12 Moreover, interest should be recalculated from December 5, 2007, as that is the date from which the respondent sought interest in its statement claim, and not April 1, 2005.
[106] I conclude that prejudgment and postjudgment interest should be in accordance with ss. 128 and 129 of the Courts of Justice Act, R.S.O. 1990, c. C.43.
CONCLUSION
[107] For the foregoing reasons, the following orders are made:
(a) Mr. Carmichael’s transfer of $687,291.69 to Ms. Tesolin on August 12, 2020 is declared to be void as being contrary to s. 2 of the Fraudulent Conveyances Act.
(b) Ms. Tesolin shall pay the sum of $467,945.69, together with prejudgment interest in accordance with s. 128 of the Courts of Justice Act, from October 1, 2023 to judgment, and postjudgment interest in accordance with s. 129 of the Courts of Justice Act, to the plaintiff.
(c) A tracing order is made in favour of the plaintiff to determine the ultimate recipient of the funds that originated with the plaintiff and were obtained by the defendants.
Section 178 of the Bankruptcy and Insolvency Act
[108] In the statement of claim, the plaintiff claimed a declaration that all monies due and owing to it by the defendants is a debt resulting from obtaining property by false pretences and obtained by fraud and falls within the provisions of s. 178 of the Bankruptcy and Insolvency Act, R.S.C., 1985, c. B-3. However, at trial and in counsel’s closing submissions, this claim was not pursued by the plaintiff and so I make no determination regarding same.

Records shown =

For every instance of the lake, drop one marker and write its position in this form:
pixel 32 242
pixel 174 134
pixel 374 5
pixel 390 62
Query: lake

Problems to work on =
[1] Copy the passage of the court ruling from "12 Moreover, interest" to "1990, c. C.43." word for word.
[2] Continue the court ruling on from the point where it stops.

The answers =
[1]
12 Moreover, interest should be recalculated from December 5, 2007, as that is the date from which the respondent sought interest in its statement claim, and not April 1, 2005.
[106] I conclude that prejudgment and postjudgment interest should be in accordance with ss. 128 and 129 of the Courts of Justice Act, R.S.O. 1990, c. C.43.

[2]
Ms. Tesolin’s Crossclaim against Mr. Carmichael
[109] No submissions were made with respect to Ms. Tesolin’s crossclaim against Mr. Carmichael. Accordingly, I make no determination regarding same.
COSTS
[110] I would urge the parties to agree on costs. If they are unable to do so, then costs sub-missions may be made as follows and submitted to the Sopinka Judicial Assistants to my attention:
(a) By May 25th, 2026, the plaintiff shall serve and file its written costs submissions, not to exceed three pages, double-spaced, together with a draft bill of costs and copies of any pertinent offers; and
(b) The defendant, Ms. Tesolin, shall serve and file her responding costs submissions of no more than three pages, double-spaced, together with a draft bill of costs and copies of any pertinent offers, by June 1st, 2026; and
(c) The plaintiff’s reply submissions, if any, are to be served and filed by June 8th, 2026 and are not to exceed two pages.
(d) If no submissions are received by June 8th, 2026, the parties will be deemed to have resolved the issue of the costs and costs will not be determined by me.
[111] If the parties are able to settle the question of costs or if a party does not intend to deliver submissions, counsel are requested to advise the court accordingly.
MacNEIL J.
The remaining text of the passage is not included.